◆ Source excerpt:

[Begin]

A ‘Choice Theory’ of Contracts

Contract law can help set you free, says Professor Michael Heller.

Michael Heller has co-written a book of legal theory that explains how the law of contracts can enhance our ability to live freer and fuller lives. 

The Choice Theory of Contracts shows exactly how and why freedom matters to contract law. Heller, the Lawrence A. Wien Professor of Real Estate Law, wrote the book with Hanoch Dagan, the Stewart and Judy Colton Professor of Legal Theory and Innovation at Tel Aviv University and a frequent visiting professor at Columbia. Choice theory, they argue, offers a liberal and general account of contract law. 

Contract law can help set you free, says Professor Michael Heller. Jumping off from the book’s publication, Columbia Law School will host a conference on “Freedom, Choice, and Contracts,” to be held on Oct. 13–14 in Jerome Greene Hall. The conference is co-sponsored by the Office of the Dean; by the Center for Contract and Economic Organization, headed by Robert E. Scott, the Alfred McCormack Professor of Law; and by the Edmond J. Safra Center at Tel Aviv University.

The conference will bring together many of the world’s leading scholars of contract law to explore themes raised by choice theory: Does contract serve freedom, and, if so, how? How should the contending premises of contract law relate to one another? How should contract law facilitate choice?

“Dagan and I had our say in the book,” notes Heller. “The conference is a chance to hopscotch knowledge forward as we explore the field’s most enduring questions.”

More contract types, more autonomy

Choice theory challenges views of contract law that currently dominate the legal landscape and, the authors argue, constrain thinking about contracts to the ability of parties to haggle over and enforce terms of a commercial transaction.

The state, say Heller and Dagan, has an affirmative obligation to ensure the existence of a multiplicity of contract types that people can choose among, so they can organize their lives to reflect their unique needs. For example:

  • The so-called sharing economy creates demand for new work arrangements for people who, for example, provide their own equipment and control their own hours, but who also seek protections that the current distinction between employee and independent contractor does not accommodate.
  • A scarcity of contract types for structuring gestational surrogacy in which the intended parents contract with a woman to carry their embryo to term. Today, access to such services is limited mostly to people who can afford the legal costs of individually negotiated terms. Heller and Dagan call on states to offer pre-set types of surrogacy contracts, so people can more easily choose between altruistic and commercial relationships.

[End]

◆ Data listing:
[Begin]

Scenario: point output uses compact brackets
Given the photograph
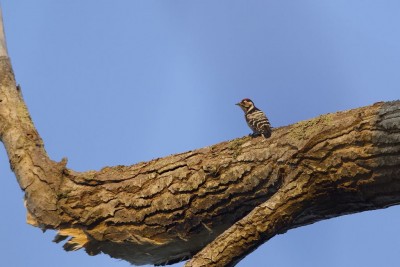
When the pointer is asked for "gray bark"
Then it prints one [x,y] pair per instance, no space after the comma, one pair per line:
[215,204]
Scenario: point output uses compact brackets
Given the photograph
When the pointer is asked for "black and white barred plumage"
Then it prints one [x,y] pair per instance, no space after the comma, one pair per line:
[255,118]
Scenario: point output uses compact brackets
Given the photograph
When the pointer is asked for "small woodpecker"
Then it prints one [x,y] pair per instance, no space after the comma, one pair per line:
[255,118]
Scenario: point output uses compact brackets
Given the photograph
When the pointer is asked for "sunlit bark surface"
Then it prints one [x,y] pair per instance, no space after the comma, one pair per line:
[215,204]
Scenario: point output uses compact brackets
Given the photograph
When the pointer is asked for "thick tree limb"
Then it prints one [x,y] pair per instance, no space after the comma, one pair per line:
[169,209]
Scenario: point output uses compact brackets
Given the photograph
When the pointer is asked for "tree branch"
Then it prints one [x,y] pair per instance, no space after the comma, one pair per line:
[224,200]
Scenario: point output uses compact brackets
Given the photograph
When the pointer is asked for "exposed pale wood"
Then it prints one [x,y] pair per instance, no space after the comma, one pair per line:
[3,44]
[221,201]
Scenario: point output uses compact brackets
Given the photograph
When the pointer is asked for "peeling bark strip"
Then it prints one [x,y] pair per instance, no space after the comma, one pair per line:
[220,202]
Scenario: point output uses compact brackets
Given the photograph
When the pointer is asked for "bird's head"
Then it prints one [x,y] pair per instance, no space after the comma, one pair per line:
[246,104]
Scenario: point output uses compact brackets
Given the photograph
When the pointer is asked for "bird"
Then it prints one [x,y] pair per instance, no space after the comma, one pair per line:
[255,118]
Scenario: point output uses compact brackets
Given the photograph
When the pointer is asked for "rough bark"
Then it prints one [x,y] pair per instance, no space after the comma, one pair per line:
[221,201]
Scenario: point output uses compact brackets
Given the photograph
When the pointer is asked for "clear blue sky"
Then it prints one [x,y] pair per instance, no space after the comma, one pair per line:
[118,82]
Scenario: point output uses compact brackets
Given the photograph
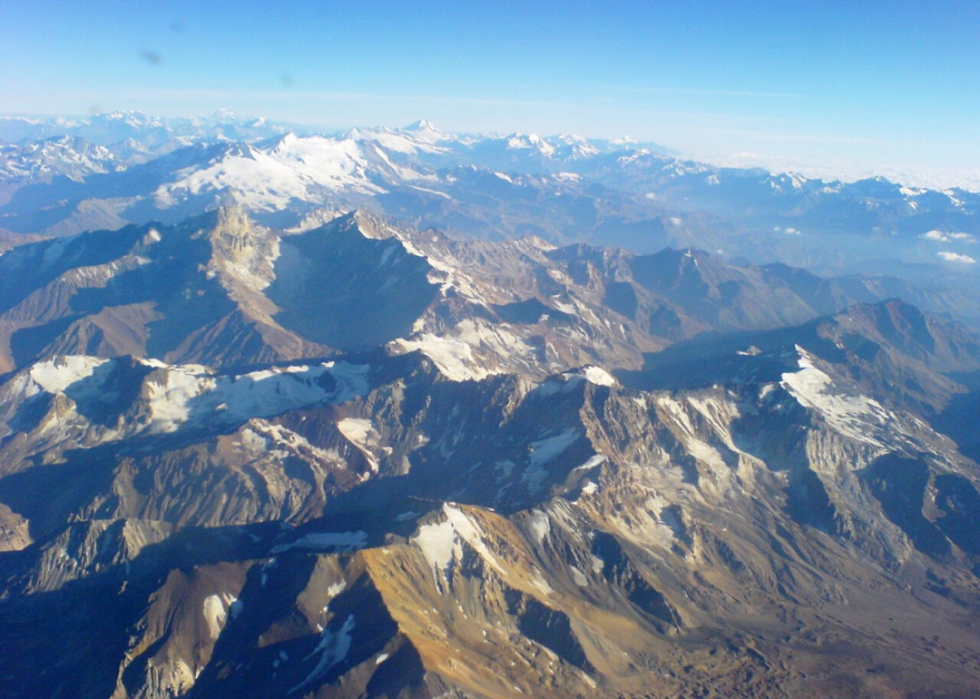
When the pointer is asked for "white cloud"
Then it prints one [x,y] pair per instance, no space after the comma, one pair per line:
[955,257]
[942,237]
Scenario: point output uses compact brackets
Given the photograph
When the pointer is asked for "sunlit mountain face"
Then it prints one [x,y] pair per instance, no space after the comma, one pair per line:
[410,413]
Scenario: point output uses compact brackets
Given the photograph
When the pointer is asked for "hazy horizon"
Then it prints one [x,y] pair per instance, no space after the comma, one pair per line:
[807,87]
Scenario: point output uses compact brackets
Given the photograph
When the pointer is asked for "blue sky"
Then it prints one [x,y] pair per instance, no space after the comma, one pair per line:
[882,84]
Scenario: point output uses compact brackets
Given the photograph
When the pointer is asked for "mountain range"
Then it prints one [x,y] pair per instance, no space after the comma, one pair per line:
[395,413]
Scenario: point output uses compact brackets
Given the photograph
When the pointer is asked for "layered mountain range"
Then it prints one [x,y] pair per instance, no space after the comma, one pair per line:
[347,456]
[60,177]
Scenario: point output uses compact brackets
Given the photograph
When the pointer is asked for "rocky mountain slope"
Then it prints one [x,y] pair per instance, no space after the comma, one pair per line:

[End]

◆ Exercise task 1: In the article on choice theory of contracts, where will the conference on "Freedom, Choice, and Contracts" be held?
◆ Exercise task 2: Reproduce the passage of the choice theory article word for word, from "A ‘Choice Theory’" to "of contract law.".
◆ Exercise task 3: Write the next part of the article on the choice theory of contracts, picking up after its final sentence.

◆ Exercise output 1: In Jerome Greene Hall.

◆ Exercise output 2:
A ‘Choice Theory’ of Contracts

Contract law can help set you free, says Professor Michael Heller.

Michael Heller has co-written a book of legal theory that explains how the law of contracts can enhance our ability to live freer and fuller lives. 

The Choice Theory of Contracts shows exactly how and why freedom matters to contract law. Heller, the Lawrence A. Wien Professor of Real Estate Law, wrote the book with Hanoch Dagan, the Stewart and Judy Colton Professor of Legal Theory and Innovation at Tel Aviv University and a frequent visiting professor at Columbia. Choice theory, they argue, offers a liberal and general account of contract law.

◆ Exercise output 3:
“Contract law can be the locus for creating and sustaining the types of relationships that people are looking for out in the world,” says Heller. “Our individual imaginations only take us so far. By offering a range of attractive contract types, the state can and should make meaningful choice available to ordinary people.”

As Heller sees it, the law of contracts that emerged in the U.S. a century ago and endures in law school teaching to this day focuses primarily on commerce and slights the centrality of contract law in a multitude of noncommercial contractual relationships that govern our lives.

Heller notes that even in the commercial sphere, new contract types are emerging; for example, the novel ways entrepreneurs in Silicon Valley are beginning to raise capital. “In the business context, the legal creativity that comes with creating new forms happens more freely because there’s money to be made,” he says.

“We argue there’s more obligation for the state to step in to support new types where the market mechanism is unlikely to produce them, as with emerging surrogacy or family contract relationships.”

Aiming at the academy

Heller and Dagan aim their arguments at law and jurisprudence scholars, who have advanced theories over the past several decades that, the authors assert, do not account fully for why people contract with each other or why the state, through the courts, enforces contracts at all.

For example, in one chapter of Choice Theory, Heller and Dagan build on a theory of liberal jurisprudence advanced by Joseph Raz, the Thomas M. Macioce Professor of Law. In another chapter, they situate the efficiency-oriented approach to contract law that Scott has pioneered. Dagan and Heller celebrate that approach in the commercial context, but argue that other contracting spheres, like work and family, require distinct autonomy-regarding underpinnings.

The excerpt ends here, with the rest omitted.